[WRITTEN EXERCISE]:
Write out all the material exactly. Leave nothing out.

BEGIN GIVEN DATA

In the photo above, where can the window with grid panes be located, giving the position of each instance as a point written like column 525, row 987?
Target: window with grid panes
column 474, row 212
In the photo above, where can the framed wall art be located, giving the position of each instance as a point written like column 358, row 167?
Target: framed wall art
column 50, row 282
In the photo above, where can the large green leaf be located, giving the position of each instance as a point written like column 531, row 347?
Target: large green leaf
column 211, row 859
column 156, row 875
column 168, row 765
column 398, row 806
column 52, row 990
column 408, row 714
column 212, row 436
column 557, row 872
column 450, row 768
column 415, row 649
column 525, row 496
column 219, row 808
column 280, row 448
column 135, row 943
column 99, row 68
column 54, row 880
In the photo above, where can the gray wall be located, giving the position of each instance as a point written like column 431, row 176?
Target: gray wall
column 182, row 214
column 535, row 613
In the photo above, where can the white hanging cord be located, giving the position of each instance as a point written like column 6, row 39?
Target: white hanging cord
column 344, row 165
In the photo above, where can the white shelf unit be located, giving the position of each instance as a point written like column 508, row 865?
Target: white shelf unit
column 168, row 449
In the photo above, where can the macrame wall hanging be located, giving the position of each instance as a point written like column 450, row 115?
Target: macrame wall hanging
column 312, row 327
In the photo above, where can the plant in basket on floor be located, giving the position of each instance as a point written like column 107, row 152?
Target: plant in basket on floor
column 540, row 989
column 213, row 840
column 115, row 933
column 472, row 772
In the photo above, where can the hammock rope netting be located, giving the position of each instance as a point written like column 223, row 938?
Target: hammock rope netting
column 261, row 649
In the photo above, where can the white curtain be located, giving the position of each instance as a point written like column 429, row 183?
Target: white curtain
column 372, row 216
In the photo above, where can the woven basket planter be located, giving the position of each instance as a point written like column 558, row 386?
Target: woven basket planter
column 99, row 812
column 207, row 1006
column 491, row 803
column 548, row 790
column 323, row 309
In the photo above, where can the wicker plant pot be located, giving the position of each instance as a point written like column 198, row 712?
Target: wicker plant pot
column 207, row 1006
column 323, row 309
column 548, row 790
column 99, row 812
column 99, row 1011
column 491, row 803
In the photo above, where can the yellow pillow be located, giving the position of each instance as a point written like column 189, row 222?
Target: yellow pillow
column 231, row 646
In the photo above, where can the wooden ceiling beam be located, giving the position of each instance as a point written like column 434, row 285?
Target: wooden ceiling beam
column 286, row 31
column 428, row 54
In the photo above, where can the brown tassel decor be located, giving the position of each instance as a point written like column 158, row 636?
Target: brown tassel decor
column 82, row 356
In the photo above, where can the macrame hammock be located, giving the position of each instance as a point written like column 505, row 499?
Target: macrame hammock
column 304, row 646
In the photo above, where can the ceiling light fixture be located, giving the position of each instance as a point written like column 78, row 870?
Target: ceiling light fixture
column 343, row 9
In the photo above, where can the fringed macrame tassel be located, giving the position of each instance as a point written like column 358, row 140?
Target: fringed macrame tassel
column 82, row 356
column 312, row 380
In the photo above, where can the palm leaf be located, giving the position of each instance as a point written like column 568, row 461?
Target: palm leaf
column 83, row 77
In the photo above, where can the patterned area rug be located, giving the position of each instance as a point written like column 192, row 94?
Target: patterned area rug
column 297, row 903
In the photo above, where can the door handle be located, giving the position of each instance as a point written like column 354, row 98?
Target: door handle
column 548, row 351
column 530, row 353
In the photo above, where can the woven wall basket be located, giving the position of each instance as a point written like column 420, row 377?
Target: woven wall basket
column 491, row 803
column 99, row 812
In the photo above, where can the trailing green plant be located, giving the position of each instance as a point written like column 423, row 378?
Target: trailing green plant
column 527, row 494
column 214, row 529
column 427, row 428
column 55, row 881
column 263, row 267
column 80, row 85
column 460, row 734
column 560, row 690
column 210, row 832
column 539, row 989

END GIVEN DATA

[EXERCISE ANSWER]:
In the photo above, where can the window with grid panes be located, giving the position of each instance as a point written like column 525, row 987?
Target: window with grid panes
column 474, row 212
In the photo above, where can the framed wall art be located, giving the position of each instance as a point written like column 358, row 167?
Target: framed wall art
column 50, row 282
In the photo above, where can the large green leaf be located, giving the position of each instance as a point written like column 531, row 347?
Target: large green leaf
column 211, row 859
column 156, row 875
column 168, row 765
column 398, row 806
column 52, row 990
column 408, row 714
column 212, row 436
column 557, row 872
column 450, row 768
column 415, row 649
column 525, row 496
column 219, row 808
column 280, row 448
column 135, row 943
column 99, row 68
column 54, row 880
In the photo above, where can the gray wall be located, giving the position of each instance as a point written like column 431, row 176?
Target: gray wall
column 182, row 214
column 535, row 613
In the photo above, where can the white hanging cord be located, giving the position of each instance as a point written like column 6, row 39?
Target: white hanging cord
column 344, row 165
In the photo above, where can the white shelf unit be located, giving the position of each instance as a point written like column 508, row 865?
Target: white shelf unit
column 168, row 449
In the photo above, where can the macrame wall hanging be located, giving the position of each instance as a point written like column 450, row 115?
Target: macrame wall hanging
column 312, row 327
In the photo above, where can the plant in basket on floor be located, giving the position of each instance as a point written like column 107, row 152?
Target: plant in basket on floor
column 540, row 989
column 213, row 840
column 115, row 933
column 472, row 772
In the photo above, where can the hammock rope netting be located, giving the position of each instance as a point written like column 223, row 938?
Target: hammock rope netting
column 261, row 649
In the photo above, where can the white curtain be located, giving the position of each instance as a point written like column 429, row 183?
Target: white curtain
column 372, row 216
In the photo above, where can the woven basket planter be located, giving the position of each instance as a point written like column 558, row 386?
Target: woven basket planter
column 99, row 812
column 207, row 1006
column 491, row 803
column 548, row 790
column 323, row 309
In the photo above, where can the wicker plant pot be located, giving the position of each instance as a point written like column 198, row 712?
Target: wicker plant pot
column 207, row 1006
column 323, row 309
column 548, row 790
column 99, row 812
column 99, row 1011
column 491, row 803
In the photo above, where can the yellow pillow be located, giving the position of each instance as a point written like column 189, row 222?
Target: yellow pillow
column 231, row 646
In the photo above, where can the wooden ceiling beam be located, giving the position of each instance as a point written like column 434, row 285?
Target: wooden ceiling beam
column 286, row 31
column 428, row 54
In the photo above, where can the brown tassel decor be located, giving the position of each instance as a point written like column 158, row 636?
Target: brown tassel decor
column 82, row 356
In the photo above, where can the macrame hammock be located, giving the position of each instance as a point written like column 505, row 499?
Target: macrame hammock
column 304, row 646
In the photo above, where can the ceiling light fixture be located, giving the position of each instance as a point written like column 78, row 870?
Target: ceiling light fixture
column 343, row 9
In the photo above, where can the fringed macrame tassel be located, giving the position of each instance as a point written like column 358, row 140?
Target: fringed macrame tassel
column 82, row 356
column 312, row 380
In the photo above, where can the palm leaf be located, giving the position of each instance as a point written like column 568, row 461?
Target: palm leaf
column 83, row 77
In the photo above, where can the patterned area rug be located, giving the position of each instance as a point written like column 192, row 94?
Target: patterned area rug
column 297, row 903
In the photo above, where can the door handle be located, giving the position of each instance as a point written like column 354, row 98?
Target: door handle
column 548, row 351
column 530, row 353
In the photo above, where can the woven wall basket be located, giving the position of each instance as a point written like column 420, row 377?
Target: woven wall basket
column 491, row 803
column 99, row 812
In the photo above, where can the trailing green plant be located, giving the position of each instance as a point written like column 423, row 378?
Target: trailing green plant
column 527, row 494
column 214, row 529
column 427, row 428
column 55, row 881
column 263, row 267
column 80, row 85
column 460, row 734
column 560, row 690
column 210, row 832
column 539, row 989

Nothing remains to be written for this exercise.